**** Text to read ****

Unsurprisingly, the decision to hold a referendum on the UK’s status in the EU has left the UK in turmoil. The ‘brexit’ convincingly triumphed. The Prime Minister accepted accountability and resigned with immediate effect.

It has often been argued that the EU is opaque and distant from its citizens. The former London major Boris Johnson and Nigel Farage religiously supported the vagaries of the UK becoming an independent state per se. The former UKIP leader has continuously submitted that UK citizens lack any real understanding of EU activities. Moreover, Farage assailed the idea of democracy and instead suggested a nuance between the democracy enjoyed in the UK and the one at EU level. To this end, it is this lack of understanding and democracy deficit that has undoubtedly caused UK citizens to vote out of the EU.

UK citizens have made their thoughts loud and clear. In return, a sustained period of uncertainty, instability and confusion is guaranteed.

Promises made during the brexit campaign in regards to investments towards the NHS and stricter rules on immigration are now being retracted. Officials from the brexit campaign promised that there would be no urgency to trigger Article 50 TEU. Again, despite such promises, the EU’s leadership has demanded and urged Britain to activate Article 50 TEU as soon as possible.

****

- **Given instruction 1**: Copy out the labeling entries below, with all their polygon coordinates, word for word.

**** Source records ****

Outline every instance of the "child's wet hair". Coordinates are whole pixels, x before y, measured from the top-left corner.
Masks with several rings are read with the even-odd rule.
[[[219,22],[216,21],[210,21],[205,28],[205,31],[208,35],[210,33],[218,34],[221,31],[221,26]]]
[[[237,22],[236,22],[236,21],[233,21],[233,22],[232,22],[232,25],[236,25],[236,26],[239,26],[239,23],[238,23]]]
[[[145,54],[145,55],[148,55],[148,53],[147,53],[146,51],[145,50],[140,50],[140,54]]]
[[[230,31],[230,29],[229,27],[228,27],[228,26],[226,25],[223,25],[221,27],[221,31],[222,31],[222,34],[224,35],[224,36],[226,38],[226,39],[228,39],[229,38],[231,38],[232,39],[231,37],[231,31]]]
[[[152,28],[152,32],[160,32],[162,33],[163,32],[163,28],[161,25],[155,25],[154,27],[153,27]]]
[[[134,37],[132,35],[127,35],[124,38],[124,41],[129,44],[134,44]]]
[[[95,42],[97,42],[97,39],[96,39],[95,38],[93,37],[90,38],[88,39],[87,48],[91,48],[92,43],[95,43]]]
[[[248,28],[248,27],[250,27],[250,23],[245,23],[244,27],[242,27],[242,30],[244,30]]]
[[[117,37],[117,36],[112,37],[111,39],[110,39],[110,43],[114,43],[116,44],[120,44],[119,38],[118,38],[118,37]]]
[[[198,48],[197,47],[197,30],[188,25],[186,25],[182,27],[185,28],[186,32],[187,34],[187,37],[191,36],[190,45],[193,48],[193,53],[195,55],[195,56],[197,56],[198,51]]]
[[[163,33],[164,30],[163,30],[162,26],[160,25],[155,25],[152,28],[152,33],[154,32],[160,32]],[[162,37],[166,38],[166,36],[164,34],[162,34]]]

****

- **Given instruction 2**: Continue the passage on the Brexit referendum, starting after its last sentence.

- **Output 1**:
Outline every instance of the "child's wet hair". Coordinates are whole pixels, x before y, measured from the top-left corner.
Masks with several rings are read with the even-odd rule.
[[[219,22],[216,21],[210,21],[205,28],[205,31],[208,35],[210,33],[218,34],[221,31],[221,26]]]
[[[237,22],[236,22],[236,21],[233,21],[233,22],[232,22],[232,25],[236,25],[236,26],[239,26],[239,23],[238,23]]]
[[[145,54],[145,55],[148,55],[148,53],[147,53],[146,51],[145,50],[140,50],[140,54]]]
[[[230,31],[230,29],[229,27],[228,27],[228,26],[226,25],[223,25],[221,27],[221,31],[222,31],[222,34],[224,35],[224,36],[226,38],[226,39],[228,39],[229,38],[231,38],[232,39],[231,37],[231,31]]]
[[[152,28],[152,32],[160,32],[162,33],[163,32],[163,28],[161,25],[155,25],[154,27],[153,27]]]
[[[134,37],[132,35],[127,35],[124,38],[124,41],[129,44],[134,44]]]
[[[95,42],[97,42],[97,39],[96,39],[95,38],[93,37],[90,38],[88,39],[87,48],[91,48],[92,43],[95,43]]]
[[[248,28],[248,27],[250,27],[250,23],[245,23],[244,27],[242,27],[242,30],[244,30]]]
[[[117,37],[117,36],[112,37],[111,39],[110,39],[110,43],[114,43],[116,44],[120,44],[119,38],[118,38],[118,37]]]
[[[198,48],[197,47],[197,30],[188,25],[186,25],[182,27],[185,28],[186,32],[187,34],[187,37],[191,36],[190,45],[193,48],[193,53],[195,55],[195,56],[197,56],[198,51]]]
[[[163,33],[164,30],[163,30],[162,26],[160,25],[155,25],[152,28],[152,33],[154,32],[160,32]],[[162,37],[166,38],[166,36],[164,34],[162,34]]]

- **Output 2**:
Activating Article 50 TEU will formally notify the UK’s intention to withdraw and automatically starts a two-year clock for negotiations between the remaining 27 nations. After the two-year period, the treaties that govern membership to the EU will no longer apply to the UK. Importantly, the EU’s Legislations governing the free movement of goods and persons within the EU will also cease to exist.

All in all, the vote to leave the EU has caused unrivalled anger and political meltdown within the two prominent parties in the UK.

Ultimately, the vote to leave has created a social divide between the young and the elderly. Many argue that those who voted to leave the EU based their decision on xenophobia beliefs. Despite such difficulties, it is reasonable to conclude that UK citizens ought to accept and aptly support the notion of democracy within a liberal state and hope for the best.